▸ **SET TASKS**
1) Decide whether each statement (a), (b) and (c) agrees with the intercooler thread, answering yes or no and quoting the deciding words of the thread. (a) One poster says he has sandblasted radiators, which are more fragile than an intercooler. (b) The original poster's intercooler had been painted white. (c) Soda blasting is described as harsh on the metal.
2) Return every line of the records that contains the word "cliff".

▸ **EXCERPT TO READ**

________

# Weird question, sandblasting intercooler?



## Burnitwithfire (May 14, 2005)

For some reason one of the PO of my 1.8t B3 painted the IC with black paint. He obviously didn't know spray paint wouldn't last more than a few months of salt and stone chips. Now it really looks like a crap half-assed DIY turbo job with a cheap IC with a bunch of bent fins.
Is it safe to sandblast an intercooler? I doubt it would pierce and I would do it from a certain distance.


----------



## Jeebus (Jul 8, 2001)

*Re: Weird question, sandblasting intercooler? (Black Smokin' Diesel)*

I have sandblasted radiators which are way more fragile then a IC.


----------



## stntman (Sep 19, 2002)

*Re: Weird question, sandblasting intercooler? (Jeebus)*

dont they make an IC spray paint? you could just touch it up with that...


----------



## Burnitwithfire (May 14, 2005)

*FV-QR*


_Quote, originally posted by *stntman* »_dont they make an IC spray paint? you could just touch it up with that...


Maybe but I'd have to get the old stuff off anyway.

_Quote, originally posted by *Jeebus* »_I have sandblasted radiators which are way more fragile then a IC. 


Good to know!!


----------



## xblueinsanityx (Nov 20, 2005)

maybe some aircraft paint stripper


----------



## SlammedGolfIII (Nov 18, 2003)

*Re: (xblueinsanityx)*

Yeah it would probably work fine just so long as you dont use a heavy grit blast media......you would be surprised how viscious stuff like black diamond and other heavy grit media can be.......


----------



## stntman (Sep 19, 2002)

*Re: (SlammedGolfIII)*

oh and they have the soda blasting options thats super gentle on the metal itself but pulls everything off of it and is environtmentaly (sp) safe so you can do it right in your front yard, i saw adds of people doing their entire car in a backyard.


----------



## VOLKS-MAN (Oct 7, 2000)

*Re: (stntman)*

If you touch-up the paint on the intercooler, how close do you have to be to notice the touched-up chips???
Either way, sand blasting or soda blasting will leave particles that might effect transfer efficiency or block flow. I would use paint stripper or touch the paint up.
Cost vs reward...


----------



## Burnitwithfire (May 14, 2005)

*FV-QR*


_Quote, originally posted by *VOLKS-MAN* »_If you touch-up the paint on the intercooler, how close do you have to be to notice the touched-up chips???
Either way, sand blasting or soda blasting will leave particles that might effect transfer efficiency or block flow. I would use paint stripper or touch the paint up.
Cost vs reward...

________

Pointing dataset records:
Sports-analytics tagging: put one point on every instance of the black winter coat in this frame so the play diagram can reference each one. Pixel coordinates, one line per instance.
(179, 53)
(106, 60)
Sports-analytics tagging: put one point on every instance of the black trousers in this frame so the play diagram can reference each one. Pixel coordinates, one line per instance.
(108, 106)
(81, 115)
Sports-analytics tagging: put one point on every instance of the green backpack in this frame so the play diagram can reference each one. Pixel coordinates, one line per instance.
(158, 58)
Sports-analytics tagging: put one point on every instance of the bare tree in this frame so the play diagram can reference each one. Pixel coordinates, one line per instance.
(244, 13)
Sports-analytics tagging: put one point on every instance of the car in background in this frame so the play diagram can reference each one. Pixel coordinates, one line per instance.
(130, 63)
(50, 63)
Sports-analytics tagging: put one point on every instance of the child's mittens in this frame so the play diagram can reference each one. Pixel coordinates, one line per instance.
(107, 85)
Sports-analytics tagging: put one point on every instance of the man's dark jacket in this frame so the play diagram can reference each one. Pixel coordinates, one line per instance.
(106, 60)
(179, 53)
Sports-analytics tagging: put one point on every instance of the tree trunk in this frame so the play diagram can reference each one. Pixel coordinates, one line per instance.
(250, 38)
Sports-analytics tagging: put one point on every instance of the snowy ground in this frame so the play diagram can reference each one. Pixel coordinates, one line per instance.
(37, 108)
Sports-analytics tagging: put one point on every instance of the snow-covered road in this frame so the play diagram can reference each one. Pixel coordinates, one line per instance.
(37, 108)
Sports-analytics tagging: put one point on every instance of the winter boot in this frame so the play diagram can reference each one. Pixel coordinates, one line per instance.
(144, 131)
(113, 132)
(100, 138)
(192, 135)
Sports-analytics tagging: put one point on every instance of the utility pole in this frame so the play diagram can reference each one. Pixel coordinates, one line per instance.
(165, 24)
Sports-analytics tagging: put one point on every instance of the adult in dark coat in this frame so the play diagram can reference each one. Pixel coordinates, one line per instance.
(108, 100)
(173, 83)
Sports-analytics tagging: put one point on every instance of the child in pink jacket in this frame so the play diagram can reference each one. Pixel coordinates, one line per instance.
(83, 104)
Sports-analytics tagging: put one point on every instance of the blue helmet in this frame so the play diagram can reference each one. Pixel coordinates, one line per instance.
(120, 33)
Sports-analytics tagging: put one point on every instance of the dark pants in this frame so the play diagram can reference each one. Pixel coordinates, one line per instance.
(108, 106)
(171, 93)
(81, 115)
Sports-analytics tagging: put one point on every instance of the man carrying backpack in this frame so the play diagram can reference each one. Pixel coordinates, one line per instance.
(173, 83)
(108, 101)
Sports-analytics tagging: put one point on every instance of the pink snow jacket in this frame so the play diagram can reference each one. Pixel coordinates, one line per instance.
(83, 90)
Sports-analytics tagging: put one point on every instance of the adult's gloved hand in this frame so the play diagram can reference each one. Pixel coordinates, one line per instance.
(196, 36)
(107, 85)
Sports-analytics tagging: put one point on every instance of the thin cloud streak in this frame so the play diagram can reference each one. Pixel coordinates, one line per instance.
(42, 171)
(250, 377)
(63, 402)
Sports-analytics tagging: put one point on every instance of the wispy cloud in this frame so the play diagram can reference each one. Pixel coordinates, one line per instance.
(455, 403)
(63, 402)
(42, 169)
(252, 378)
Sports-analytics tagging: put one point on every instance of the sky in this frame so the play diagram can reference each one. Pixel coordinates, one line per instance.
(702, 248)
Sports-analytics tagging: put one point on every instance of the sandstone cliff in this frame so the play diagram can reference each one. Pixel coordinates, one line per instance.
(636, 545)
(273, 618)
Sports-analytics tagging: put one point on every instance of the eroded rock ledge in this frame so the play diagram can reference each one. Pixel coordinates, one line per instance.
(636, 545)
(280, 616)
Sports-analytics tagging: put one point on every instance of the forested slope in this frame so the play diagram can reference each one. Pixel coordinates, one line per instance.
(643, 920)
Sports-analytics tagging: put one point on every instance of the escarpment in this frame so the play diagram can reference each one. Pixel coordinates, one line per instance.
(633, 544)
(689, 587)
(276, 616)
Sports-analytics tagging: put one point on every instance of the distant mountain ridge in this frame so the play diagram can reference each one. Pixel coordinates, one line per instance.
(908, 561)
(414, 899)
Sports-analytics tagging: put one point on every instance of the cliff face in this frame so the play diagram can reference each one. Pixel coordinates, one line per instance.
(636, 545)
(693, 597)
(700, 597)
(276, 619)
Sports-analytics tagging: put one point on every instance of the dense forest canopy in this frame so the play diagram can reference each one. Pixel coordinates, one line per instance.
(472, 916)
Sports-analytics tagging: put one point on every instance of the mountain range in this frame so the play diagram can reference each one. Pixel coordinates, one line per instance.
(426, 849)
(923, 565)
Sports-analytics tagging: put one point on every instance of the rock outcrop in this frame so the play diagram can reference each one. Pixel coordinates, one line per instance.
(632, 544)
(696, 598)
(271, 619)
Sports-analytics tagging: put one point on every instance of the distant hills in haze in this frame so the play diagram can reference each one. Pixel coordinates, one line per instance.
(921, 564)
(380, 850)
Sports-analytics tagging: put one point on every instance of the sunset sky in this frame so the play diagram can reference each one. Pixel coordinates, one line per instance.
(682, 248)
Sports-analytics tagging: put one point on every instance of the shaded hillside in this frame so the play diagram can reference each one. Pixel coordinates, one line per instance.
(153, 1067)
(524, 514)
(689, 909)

________

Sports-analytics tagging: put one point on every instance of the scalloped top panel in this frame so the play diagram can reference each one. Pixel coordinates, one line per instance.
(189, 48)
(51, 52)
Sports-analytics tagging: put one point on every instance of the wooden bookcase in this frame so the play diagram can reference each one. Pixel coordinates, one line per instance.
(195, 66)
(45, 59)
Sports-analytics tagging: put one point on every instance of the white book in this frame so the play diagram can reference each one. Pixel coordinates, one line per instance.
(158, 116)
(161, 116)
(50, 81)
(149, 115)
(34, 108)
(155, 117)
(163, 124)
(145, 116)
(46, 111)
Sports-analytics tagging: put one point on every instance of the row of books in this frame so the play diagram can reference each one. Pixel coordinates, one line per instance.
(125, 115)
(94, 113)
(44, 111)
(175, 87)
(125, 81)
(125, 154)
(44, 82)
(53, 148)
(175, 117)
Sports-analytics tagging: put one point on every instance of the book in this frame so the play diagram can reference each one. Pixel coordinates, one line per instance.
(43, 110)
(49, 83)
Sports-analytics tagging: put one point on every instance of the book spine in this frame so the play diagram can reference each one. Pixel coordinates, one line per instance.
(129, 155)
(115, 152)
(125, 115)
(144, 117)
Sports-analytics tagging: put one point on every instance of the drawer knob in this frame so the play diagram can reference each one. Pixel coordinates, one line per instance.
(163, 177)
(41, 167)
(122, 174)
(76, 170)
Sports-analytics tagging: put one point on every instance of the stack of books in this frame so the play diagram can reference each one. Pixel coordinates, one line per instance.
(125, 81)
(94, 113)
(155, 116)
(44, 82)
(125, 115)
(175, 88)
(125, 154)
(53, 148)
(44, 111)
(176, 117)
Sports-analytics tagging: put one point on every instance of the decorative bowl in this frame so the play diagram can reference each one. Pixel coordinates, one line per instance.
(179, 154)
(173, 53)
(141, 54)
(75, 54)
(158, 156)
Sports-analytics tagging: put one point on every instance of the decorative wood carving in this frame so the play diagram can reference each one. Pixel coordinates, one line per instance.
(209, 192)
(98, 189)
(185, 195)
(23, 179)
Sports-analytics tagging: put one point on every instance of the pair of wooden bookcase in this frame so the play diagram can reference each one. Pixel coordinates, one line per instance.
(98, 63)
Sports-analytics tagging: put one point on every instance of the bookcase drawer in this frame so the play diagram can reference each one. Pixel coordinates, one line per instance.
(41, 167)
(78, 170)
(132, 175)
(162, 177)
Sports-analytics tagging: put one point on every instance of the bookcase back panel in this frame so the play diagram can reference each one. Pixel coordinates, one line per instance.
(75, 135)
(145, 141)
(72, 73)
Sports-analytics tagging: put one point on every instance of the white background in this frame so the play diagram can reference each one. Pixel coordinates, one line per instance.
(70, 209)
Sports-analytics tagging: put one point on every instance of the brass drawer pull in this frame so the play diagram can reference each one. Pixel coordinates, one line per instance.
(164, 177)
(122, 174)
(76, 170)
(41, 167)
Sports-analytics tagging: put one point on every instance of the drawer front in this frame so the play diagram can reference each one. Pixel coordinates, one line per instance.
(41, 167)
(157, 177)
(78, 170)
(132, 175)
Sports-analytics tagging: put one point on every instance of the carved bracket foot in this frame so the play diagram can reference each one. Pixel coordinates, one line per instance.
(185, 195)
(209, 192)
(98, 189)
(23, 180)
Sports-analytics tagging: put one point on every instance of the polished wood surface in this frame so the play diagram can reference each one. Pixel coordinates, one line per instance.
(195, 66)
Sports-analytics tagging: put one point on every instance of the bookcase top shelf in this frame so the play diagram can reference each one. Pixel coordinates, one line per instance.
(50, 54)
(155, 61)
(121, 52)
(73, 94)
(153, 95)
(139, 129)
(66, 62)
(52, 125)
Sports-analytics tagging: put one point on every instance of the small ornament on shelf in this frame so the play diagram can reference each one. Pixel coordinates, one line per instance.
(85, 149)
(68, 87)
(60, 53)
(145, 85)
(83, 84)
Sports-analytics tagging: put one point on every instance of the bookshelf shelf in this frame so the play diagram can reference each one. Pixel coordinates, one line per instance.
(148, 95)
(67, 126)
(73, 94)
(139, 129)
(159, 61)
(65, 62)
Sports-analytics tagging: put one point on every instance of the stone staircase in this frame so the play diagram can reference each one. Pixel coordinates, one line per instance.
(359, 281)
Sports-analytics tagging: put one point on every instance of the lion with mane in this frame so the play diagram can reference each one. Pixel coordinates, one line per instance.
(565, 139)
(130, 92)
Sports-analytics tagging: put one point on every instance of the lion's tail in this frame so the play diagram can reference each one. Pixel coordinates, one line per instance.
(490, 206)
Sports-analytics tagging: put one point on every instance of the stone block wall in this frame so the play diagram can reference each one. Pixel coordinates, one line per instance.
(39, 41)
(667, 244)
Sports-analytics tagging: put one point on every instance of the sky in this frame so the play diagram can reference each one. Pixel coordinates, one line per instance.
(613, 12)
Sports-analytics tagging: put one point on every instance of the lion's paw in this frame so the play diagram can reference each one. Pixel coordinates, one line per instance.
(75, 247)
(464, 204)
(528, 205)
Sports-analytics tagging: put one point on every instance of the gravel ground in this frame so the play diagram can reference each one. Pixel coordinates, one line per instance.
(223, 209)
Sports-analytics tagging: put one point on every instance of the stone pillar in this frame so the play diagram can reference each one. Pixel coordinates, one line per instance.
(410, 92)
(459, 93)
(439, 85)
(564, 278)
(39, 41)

________

▸ **EXPECTED RESULTS**
1)
(a) Yes: "I have sandblasted radiators which are way more fragile then a IC."
(b) No: "painted the IC with black paint."
(c) No: "soda blasting options thats super gentle on the metal itself"

2)
Sports-analytics tagging: put one point on every instance of the sandstone cliff in this frame so the play diagram can reference each one. Pixel coordinates, one line per instance.
Sports-analytics tagging: put one point on every instance of the cliff face in this frame so the play diagram can reference each one. Pixel coordinates, one line per instance.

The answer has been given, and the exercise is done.